> Quoted passage:
══════════

Her speech at oratorical contests was sponsored by Dayton Club of
Optimist International in 1995, when she was a 9th grader.
She went up to compete at the Ohio-State contest
after winning club, local and regional contests.


Beavercreek-Fairborn Optimist Club


I would like for everyone to look at their hand.   Right now, take a look at either hand, it does not matter which.   What color is it?   There is no one word to explain it, is there?   Yet, if someone were to come up to you and ask you, “What color is your skin?” you would know the answer.   Almost immediately you would reply white, black, yellow, or brown.  What do these colors mean?   To you and me they may mean nothing, but to others, they can make the distinction between a friend and a foe.

══════════

> Source information:
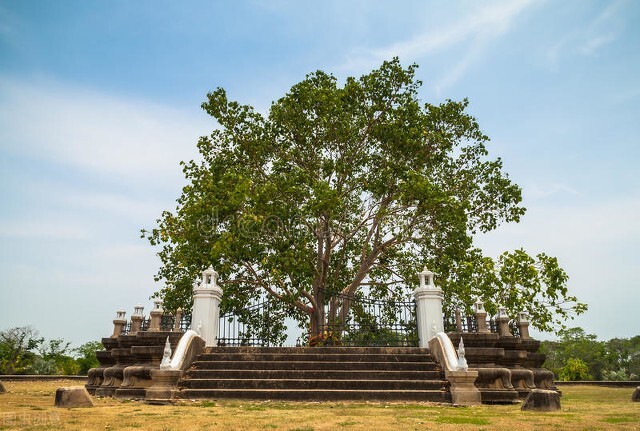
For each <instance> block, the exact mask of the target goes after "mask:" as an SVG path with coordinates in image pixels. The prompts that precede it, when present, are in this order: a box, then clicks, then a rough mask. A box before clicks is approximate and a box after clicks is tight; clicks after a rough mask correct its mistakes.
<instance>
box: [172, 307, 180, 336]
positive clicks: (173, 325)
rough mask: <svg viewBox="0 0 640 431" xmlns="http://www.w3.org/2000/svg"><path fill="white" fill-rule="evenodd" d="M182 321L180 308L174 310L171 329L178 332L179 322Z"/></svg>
mask: <svg viewBox="0 0 640 431" xmlns="http://www.w3.org/2000/svg"><path fill="white" fill-rule="evenodd" d="M181 321H182V308H178V309H177V310H176V320H175V321H174V322H173V330H174V331H175V332H178V331H180V330H181V328H180V322H181Z"/></svg>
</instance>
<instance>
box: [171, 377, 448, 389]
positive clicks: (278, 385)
mask: <svg viewBox="0 0 640 431" xmlns="http://www.w3.org/2000/svg"><path fill="white" fill-rule="evenodd" d="M180 386H181V387H182V388H185V389H281V390H297V389H323V390H440V389H444V388H445V387H446V384H445V382H444V381H439V380H326V379H320V380H309V379H243V380H238V379H215V380H210V379H193V378H189V379H184V380H182V381H181V382H180Z"/></svg>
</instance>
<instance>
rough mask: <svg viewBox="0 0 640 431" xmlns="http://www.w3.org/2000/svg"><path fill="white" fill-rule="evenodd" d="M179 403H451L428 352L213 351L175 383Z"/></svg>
mask: <svg viewBox="0 0 640 431" xmlns="http://www.w3.org/2000/svg"><path fill="white" fill-rule="evenodd" d="M179 387H180V394H179V397H181V398H184V399H196V398H208V399H216V398H244V399H265V400H266V399H269V400H273V399H278V400H406V401H435V402H451V394H450V393H449V387H448V382H447V381H446V380H445V379H444V373H443V372H442V371H441V370H440V368H439V367H438V366H437V364H436V363H435V362H434V359H433V358H432V357H431V355H430V354H429V350H428V349H419V348H396V347H311V348H310V347H214V348H208V349H207V350H206V351H205V352H204V353H203V354H201V355H199V356H198V358H197V360H196V361H195V362H194V363H193V364H192V366H191V367H190V368H189V369H188V370H187V371H186V373H185V375H184V376H183V378H182V379H181V381H180V385H179Z"/></svg>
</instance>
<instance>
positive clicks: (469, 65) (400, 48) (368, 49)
mask: <svg viewBox="0 0 640 431" xmlns="http://www.w3.org/2000/svg"><path fill="white" fill-rule="evenodd" d="M534 3H536V1H535V0H520V1H508V2H506V1H502V2H491V3H482V6H481V7H479V8H474V7H470V8H469V12H468V13H467V15H466V16H464V17H463V18H462V19H460V20H458V21H456V22H454V23H450V22H448V23H445V24H444V25H442V26H441V27H438V28H429V29H427V30H425V31H423V32H421V33H419V34H418V35H416V36H414V37H411V38H409V39H406V40H402V41H399V42H396V43H393V44H390V45H388V46H385V47H381V48H373V49H364V50H361V51H359V52H356V53H354V54H351V55H350V56H349V57H348V58H347V61H346V62H345V63H344V64H343V65H342V66H340V67H338V69H340V70H348V71H354V70H357V71H362V70H368V69H371V68H372V67H375V66H377V65H379V64H380V63H381V62H382V61H384V60H388V59H390V58H391V57H393V56H398V57H400V58H401V59H403V60H404V61H416V60H418V59H419V58H421V57H424V56H425V55H428V54H431V53H434V52H438V51H442V50H444V49H448V48H451V47H453V46H455V45H458V44H462V43H468V44H469V47H468V50H467V53H466V54H465V55H464V56H463V57H462V58H461V59H460V60H459V61H458V62H457V63H456V64H455V65H454V66H453V67H452V68H451V70H450V72H449V73H448V74H447V76H445V77H443V78H442V80H441V81H440V82H439V83H438V84H437V85H436V88H437V89H438V90H439V91H441V90H442V89H444V88H445V87H448V86H451V85H453V84H455V82H457V80H458V79H460V78H461V77H462V76H464V74H465V72H466V70H467V69H468V67H469V66H470V65H471V64H473V63H474V62H475V61H477V59H478V58H479V57H480V56H481V53H482V52H483V51H484V50H485V49H486V47H487V46H488V43H489V42H490V41H491V40H493V39H495V38H497V37H499V36H501V35H503V34H504V33H506V32H507V31H508V30H509V29H510V28H511V27H512V24H513V22H514V21H515V20H516V19H517V17H518V16H520V15H521V14H522V13H523V12H524V11H525V10H526V9H527V8H529V7H530V6H531V5H533V4H534Z"/></svg>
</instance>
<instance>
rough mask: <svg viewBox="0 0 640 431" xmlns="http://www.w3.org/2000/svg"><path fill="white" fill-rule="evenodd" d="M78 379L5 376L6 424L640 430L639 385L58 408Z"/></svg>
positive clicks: (98, 425)
mask: <svg viewBox="0 0 640 431" xmlns="http://www.w3.org/2000/svg"><path fill="white" fill-rule="evenodd" d="M79 383H80V382H78V381H40V382H4V385H5V387H6V389H7V391H8V392H7V393H5V394H0V429H1V430H5V429H6V430H10V429H11V430H13V429H21V430H22V429H28V430H52V429H56V430H105V431H107V430H158V431H169V430H174V431H188V430H289V431H294V430H297V431H315V430H435V429H437V430H460V429H462V430H465V429H468V430H472V429H473V430H498V429H499V430H503V431H504V430H518V431H519V430H523V431H524V430H550V429H551V430H640V403H634V402H631V394H632V393H633V388H604V387H592V386H563V387H562V391H563V396H562V398H561V403H562V409H561V410H559V411H557V412H551V413H533V412H522V411H520V405H509V406H477V407H452V406H448V405H439V404H434V403H426V402H425V403H404V402H398V403H389V402H280V401H242V400H210V401H202V400H197V401H185V402H182V403H180V404H177V405H172V406H152V405H146V404H144V403H142V402H138V401H119V400H114V399H94V407H89V408H77V409H61V408H57V407H54V405H53V402H54V394H55V390H56V388H58V387H61V386H77V385H78V384H79Z"/></svg>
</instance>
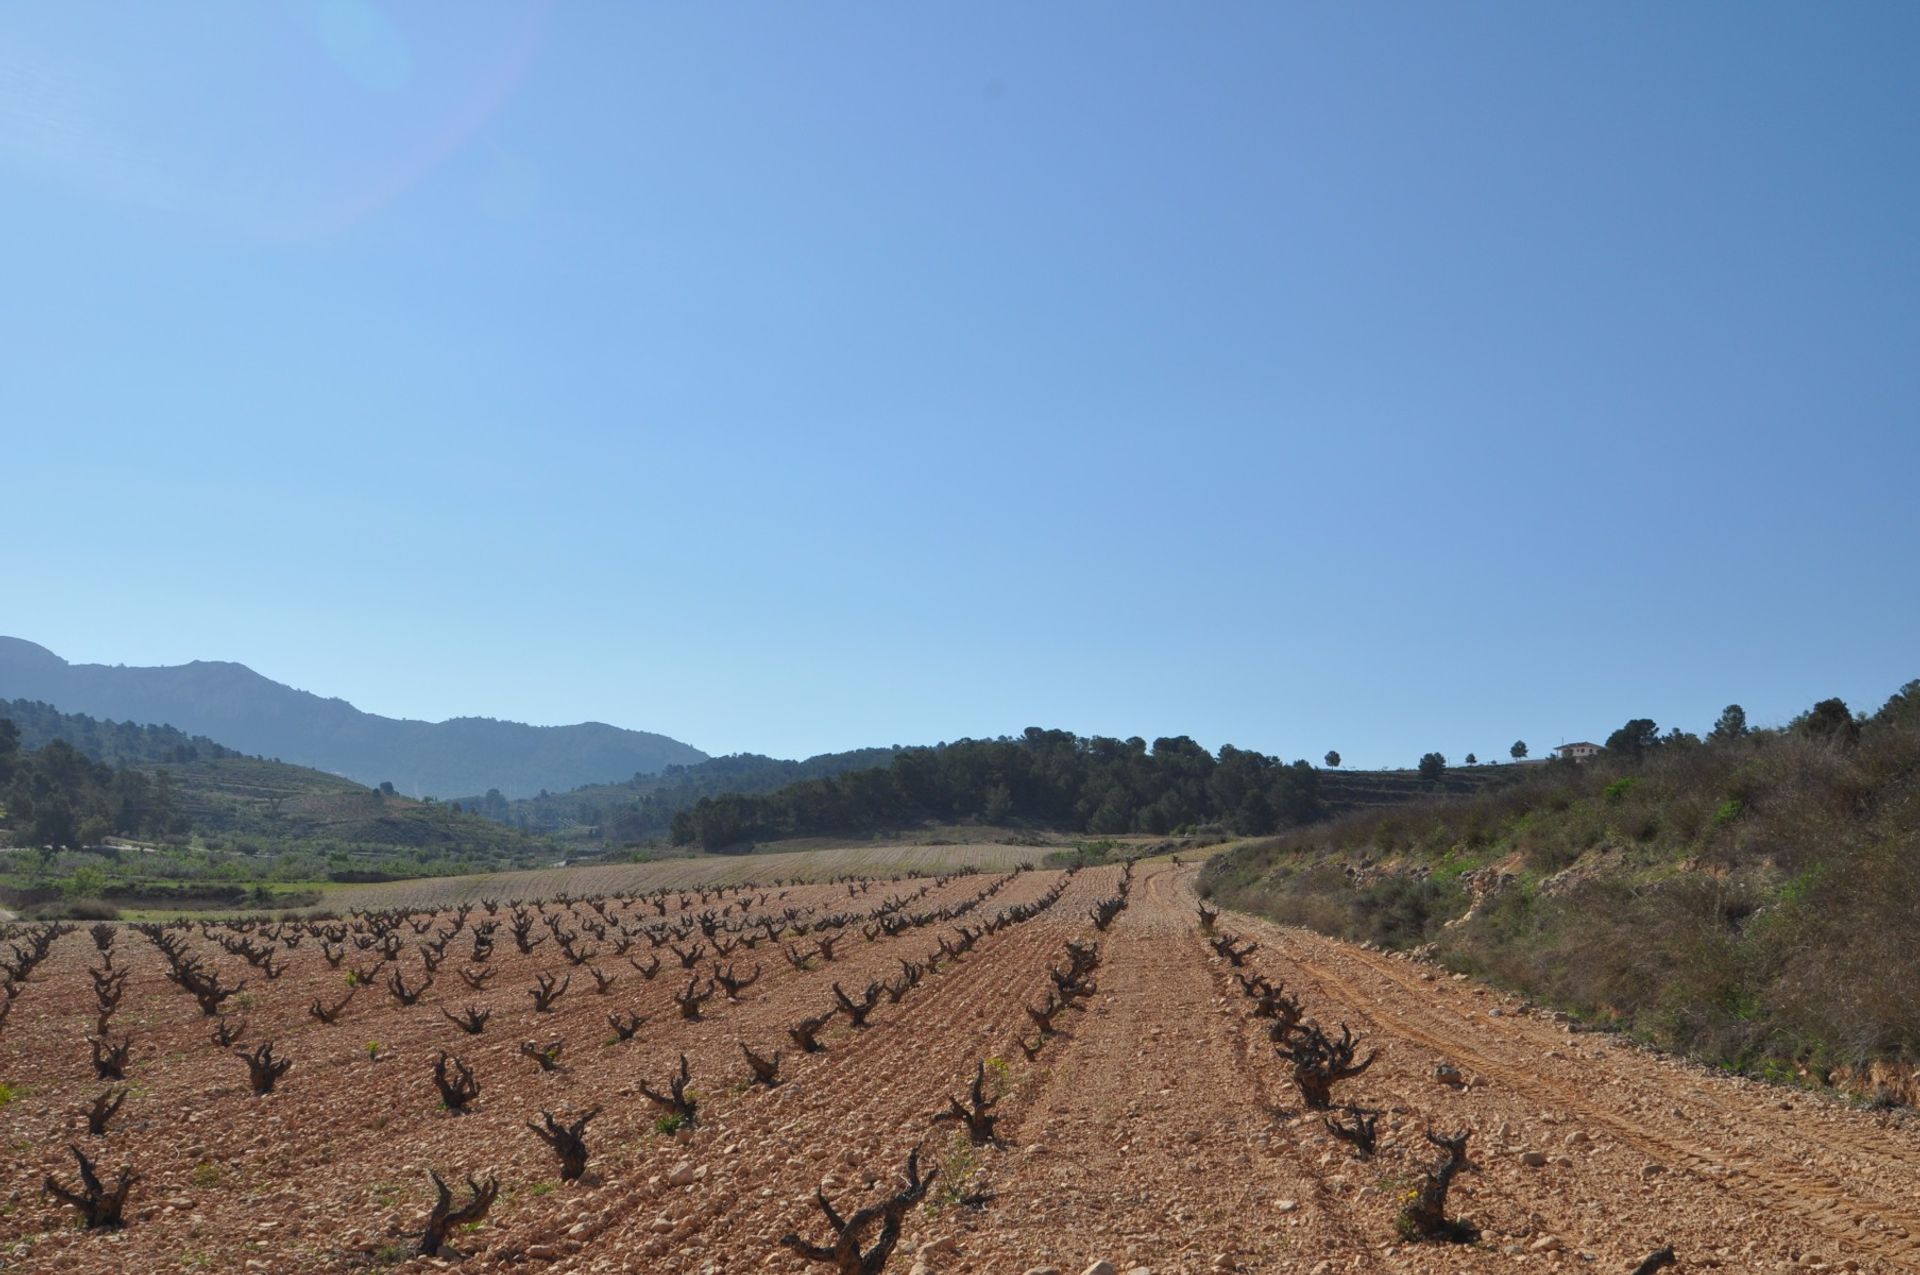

══════════

> Tasks and exercises:
A: Decide whether each statement agrees with the oratorical speech passage. Answer yes or no for each, and quote the words of the passage that decide it.
(i) The sponsorship took place in 1995, while she was in ninth grade.
(ii) The audience is told to look specifically at the left hand.
(iii) She reached the Ohio-State contest after winning club, local and regional contests.
B: In the oratorical speech passage, what can skin colors make the distinction between for others?
C: Reproduce the oratorical speech passage between "Beavercreek-Fairborn Optimist Club" and "friend and a foe.", inclusive.
The lines have no connection to the oratorical speech passage.

> Answers to the tasks:
A:
(i) Yes: "in 1995, when she was a 9th grader"
(ii) No: "take a look at either hand, it does not matter which"
(iii) Yes: "after winning club, local and regional contests"

B: They can make the distinction between a friend and a foe.

C:
Beavercreek-Fairborn Optimist Club


I would like for everyone to look at their hand.   Right now, take a look at either hand, it does not matter which.   What color is it?   There is no one word to explain it, is there?   Yet, if someone were to come up to you and ask you, “What color is your skin?” you would know the answer.   Almost immediately you would reply white, black, yellow, or brown.  What do these colors mean?   To you and me they may mean nothing, but to others, they can make the distinction between a friend and a foe.